** start of SUPPLIED ENTRIES **

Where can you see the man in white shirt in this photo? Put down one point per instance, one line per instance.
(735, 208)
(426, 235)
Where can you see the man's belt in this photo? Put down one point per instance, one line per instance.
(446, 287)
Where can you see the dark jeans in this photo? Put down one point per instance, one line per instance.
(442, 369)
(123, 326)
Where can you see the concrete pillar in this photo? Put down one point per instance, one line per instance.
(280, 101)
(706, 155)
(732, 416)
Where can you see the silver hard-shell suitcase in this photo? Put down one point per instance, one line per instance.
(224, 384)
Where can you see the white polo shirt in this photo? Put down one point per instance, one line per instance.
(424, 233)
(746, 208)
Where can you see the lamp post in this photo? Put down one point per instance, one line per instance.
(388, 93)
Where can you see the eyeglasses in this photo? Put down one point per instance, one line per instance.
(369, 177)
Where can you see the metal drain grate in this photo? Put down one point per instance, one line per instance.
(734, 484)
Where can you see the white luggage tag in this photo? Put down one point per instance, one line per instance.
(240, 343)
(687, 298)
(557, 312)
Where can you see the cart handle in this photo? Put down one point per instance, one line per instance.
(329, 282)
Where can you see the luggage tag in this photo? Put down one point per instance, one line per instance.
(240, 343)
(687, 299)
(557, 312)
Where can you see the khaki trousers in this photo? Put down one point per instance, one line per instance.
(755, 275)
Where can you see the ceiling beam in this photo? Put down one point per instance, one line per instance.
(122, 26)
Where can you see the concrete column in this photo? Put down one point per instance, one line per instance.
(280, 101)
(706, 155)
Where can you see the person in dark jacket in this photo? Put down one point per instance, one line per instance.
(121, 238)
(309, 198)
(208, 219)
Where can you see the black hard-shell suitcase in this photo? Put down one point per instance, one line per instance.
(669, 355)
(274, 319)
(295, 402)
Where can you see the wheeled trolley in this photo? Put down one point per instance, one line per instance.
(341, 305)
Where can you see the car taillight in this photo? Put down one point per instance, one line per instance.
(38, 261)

** end of SUPPLIED ENTRIES **

Copy the material above word for word, keeping every line in its original order.

Where can you see the man in white shirt in this photo? Put down one point per instance, one line per instance.
(735, 208)
(426, 235)
Where can you see the man's belt in this photo? Put down one point per instance, one line per instance.
(446, 287)
Where can you see the dark jeans in this photo? Put down one point per instance, one line per instance.
(442, 369)
(123, 326)
Where can you see the concrete pillar in this photo? Put down one point per instance, one line per instance.
(280, 101)
(706, 155)
(732, 416)
Where can you see the silver hard-shell suitcase in this photo? Put down one point per instance, one line per instance.
(224, 384)
Where can you see the white polo shirt in this photo? Put down one point per instance, one line per instance.
(424, 233)
(746, 208)
Where can you see the lamp post in this photo? Put down one point per instance, one line per instance.
(388, 93)
Where can you see the eyeglasses in this photo? Put down one point per instance, one line per instance.
(369, 177)
Where can you see the metal drain grate in this photo? Put down one point per instance, one line per instance.
(734, 484)
Where can you see the white luggage tag in this photo? Put down one point per instance, one line per instance.
(240, 343)
(687, 298)
(557, 312)
Where can you see the cart handle in this photo? Put down one point per instance, one line per instance.
(329, 282)
Where can you see the luggage tag in this photo? Put down one point per instance, one line per instance.
(240, 343)
(687, 299)
(557, 312)
Where can you see the khaki trousers in this photo? Put down one point per instance, one line per instance.
(755, 275)
Where can you see the ceiling beam in this photo? Put down one point per instance, one line per instance.
(122, 26)
Where can you see the concrete column in this photo? Put down one point per instance, one line per instance.
(280, 101)
(706, 155)
Where can you see the person in dark jacket in this photo? Put down one point per instance, one line per instance.
(121, 238)
(309, 198)
(208, 219)
Where can you see the black hard-shell suitcase in this photo? Put down one point per instance, one line per instance.
(669, 355)
(274, 319)
(295, 402)
Where can you see the wheeled trolley in this photo? Put down one point per instance, one line per instance.
(341, 305)
Where can you see the car taillight in this photo? Put down one point per instance, one line per instance.
(38, 261)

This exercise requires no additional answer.